QUÉ ENTREGAR — Indica cuántas líneas de las entradas que siguen contienen la palabra "road". Responde solo con el número.

Anotaciones de recuadros para fotos
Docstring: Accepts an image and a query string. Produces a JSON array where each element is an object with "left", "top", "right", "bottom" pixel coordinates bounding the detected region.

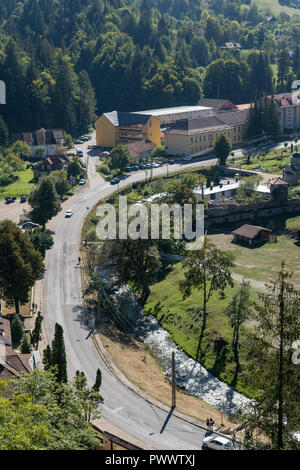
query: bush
[{"left": 11, "top": 313, "right": 24, "bottom": 344}]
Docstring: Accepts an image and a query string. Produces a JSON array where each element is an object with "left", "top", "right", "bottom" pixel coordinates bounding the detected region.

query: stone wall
[{"left": 205, "top": 199, "right": 300, "bottom": 229}]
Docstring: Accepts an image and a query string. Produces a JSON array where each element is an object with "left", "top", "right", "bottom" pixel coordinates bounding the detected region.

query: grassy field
[
  {"left": 210, "top": 230, "right": 300, "bottom": 289},
  {"left": 145, "top": 226, "right": 300, "bottom": 396},
  {"left": 0, "top": 168, "right": 34, "bottom": 199},
  {"left": 145, "top": 263, "right": 256, "bottom": 395},
  {"left": 254, "top": 0, "right": 300, "bottom": 15}
]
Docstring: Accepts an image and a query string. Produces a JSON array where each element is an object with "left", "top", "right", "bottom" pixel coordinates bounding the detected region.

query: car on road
[
  {"left": 202, "top": 436, "right": 235, "bottom": 450},
  {"left": 22, "top": 220, "right": 39, "bottom": 228},
  {"left": 110, "top": 178, "right": 120, "bottom": 184}
]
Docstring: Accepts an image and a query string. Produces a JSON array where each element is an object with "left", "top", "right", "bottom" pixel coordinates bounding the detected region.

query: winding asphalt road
[{"left": 43, "top": 140, "right": 226, "bottom": 450}]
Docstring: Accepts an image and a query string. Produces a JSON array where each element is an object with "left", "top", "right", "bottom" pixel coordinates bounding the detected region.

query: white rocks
[
  {"left": 101, "top": 270, "right": 250, "bottom": 415},
  {"left": 137, "top": 316, "right": 250, "bottom": 414}
]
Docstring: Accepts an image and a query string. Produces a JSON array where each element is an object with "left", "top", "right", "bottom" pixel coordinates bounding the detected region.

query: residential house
[
  {"left": 221, "top": 42, "right": 242, "bottom": 51},
  {"left": 12, "top": 128, "right": 65, "bottom": 158},
  {"left": 125, "top": 140, "right": 156, "bottom": 163},
  {"left": 96, "top": 111, "right": 161, "bottom": 148},
  {"left": 96, "top": 106, "right": 213, "bottom": 148},
  {"left": 197, "top": 98, "right": 238, "bottom": 114},
  {"left": 164, "top": 110, "right": 248, "bottom": 156},
  {"left": 0, "top": 316, "right": 33, "bottom": 386},
  {"left": 134, "top": 104, "right": 214, "bottom": 126},
  {"left": 274, "top": 91, "right": 300, "bottom": 130},
  {"left": 32, "top": 155, "right": 70, "bottom": 180}
]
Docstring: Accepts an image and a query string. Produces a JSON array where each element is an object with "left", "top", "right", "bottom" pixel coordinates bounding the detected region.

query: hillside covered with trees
[{"left": 0, "top": 0, "right": 300, "bottom": 141}]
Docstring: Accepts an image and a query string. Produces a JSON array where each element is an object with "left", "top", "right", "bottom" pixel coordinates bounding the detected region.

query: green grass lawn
[
  {"left": 0, "top": 168, "right": 34, "bottom": 199},
  {"left": 210, "top": 230, "right": 300, "bottom": 289},
  {"left": 145, "top": 263, "right": 256, "bottom": 395},
  {"left": 145, "top": 226, "right": 300, "bottom": 396}
]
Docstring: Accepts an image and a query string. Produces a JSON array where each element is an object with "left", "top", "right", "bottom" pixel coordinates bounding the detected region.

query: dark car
[
  {"left": 110, "top": 178, "right": 120, "bottom": 184},
  {"left": 22, "top": 220, "right": 39, "bottom": 228}
]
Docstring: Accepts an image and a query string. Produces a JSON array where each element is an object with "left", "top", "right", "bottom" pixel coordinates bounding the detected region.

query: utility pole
[{"left": 172, "top": 351, "right": 176, "bottom": 409}]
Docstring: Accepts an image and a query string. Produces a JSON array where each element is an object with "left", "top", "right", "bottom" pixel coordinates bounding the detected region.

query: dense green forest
[{"left": 0, "top": 0, "right": 300, "bottom": 140}]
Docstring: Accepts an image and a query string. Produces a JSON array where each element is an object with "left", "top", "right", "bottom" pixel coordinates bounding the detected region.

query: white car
[{"left": 202, "top": 436, "right": 235, "bottom": 450}]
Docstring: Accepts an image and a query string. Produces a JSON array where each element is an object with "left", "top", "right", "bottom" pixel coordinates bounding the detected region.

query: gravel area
[{"left": 99, "top": 268, "right": 250, "bottom": 415}]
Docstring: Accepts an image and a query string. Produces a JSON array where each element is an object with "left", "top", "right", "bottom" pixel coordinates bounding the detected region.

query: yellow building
[
  {"left": 164, "top": 110, "right": 248, "bottom": 156},
  {"left": 96, "top": 111, "right": 161, "bottom": 148}
]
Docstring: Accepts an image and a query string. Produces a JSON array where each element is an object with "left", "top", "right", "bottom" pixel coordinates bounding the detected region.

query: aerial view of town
[{"left": 0, "top": 0, "right": 300, "bottom": 458}]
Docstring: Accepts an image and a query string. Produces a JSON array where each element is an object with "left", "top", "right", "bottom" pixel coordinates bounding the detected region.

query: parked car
[
  {"left": 202, "top": 436, "right": 235, "bottom": 450},
  {"left": 22, "top": 220, "right": 39, "bottom": 228},
  {"left": 110, "top": 177, "right": 120, "bottom": 184},
  {"left": 99, "top": 150, "right": 110, "bottom": 157}
]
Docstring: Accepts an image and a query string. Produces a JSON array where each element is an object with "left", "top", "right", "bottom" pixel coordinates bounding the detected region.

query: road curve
[{"left": 43, "top": 149, "right": 220, "bottom": 450}]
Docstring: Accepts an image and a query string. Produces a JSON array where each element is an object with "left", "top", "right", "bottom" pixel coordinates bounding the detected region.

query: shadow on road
[{"left": 160, "top": 407, "right": 175, "bottom": 434}]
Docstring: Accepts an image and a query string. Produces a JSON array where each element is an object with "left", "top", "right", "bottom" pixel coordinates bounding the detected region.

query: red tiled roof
[
  {"left": 12, "top": 128, "right": 65, "bottom": 145},
  {"left": 274, "top": 93, "right": 300, "bottom": 108},
  {"left": 268, "top": 176, "right": 288, "bottom": 186}
]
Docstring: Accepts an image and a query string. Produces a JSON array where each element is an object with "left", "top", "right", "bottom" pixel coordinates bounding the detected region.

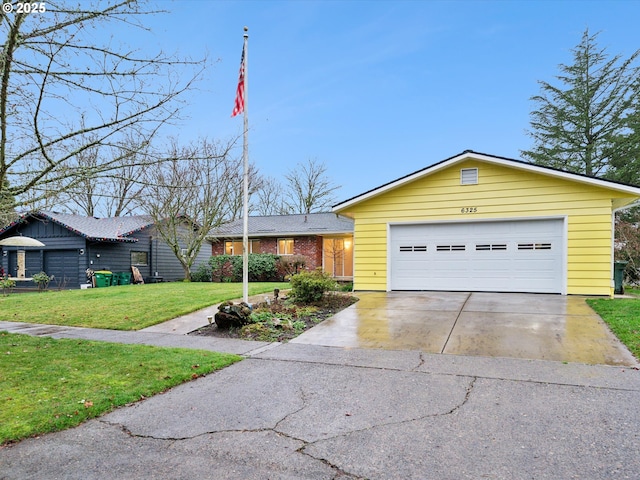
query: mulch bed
[{"left": 189, "top": 293, "right": 358, "bottom": 342}]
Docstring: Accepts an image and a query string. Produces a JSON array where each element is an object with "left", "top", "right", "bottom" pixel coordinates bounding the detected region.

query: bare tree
[
  {"left": 284, "top": 158, "right": 340, "bottom": 213},
  {"left": 228, "top": 164, "right": 264, "bottom": 221},
  {"left": 249, "top": 177, "right": 286, "bottom": 215},
  {"left": 0, "top": 0, "right": 205, "bottom": 213},
  {"left": 59, "top": 138, "right": 147, "bottom": 217},
  {"left": 141, "top": 139, "right": 243, "bottom": 280}
]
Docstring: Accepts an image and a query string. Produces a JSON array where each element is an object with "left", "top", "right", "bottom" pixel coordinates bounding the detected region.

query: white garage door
[{"left": 390, "top": 219, "right": 564, "bottom": 293}]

RESPUESTA COMPLETA — 4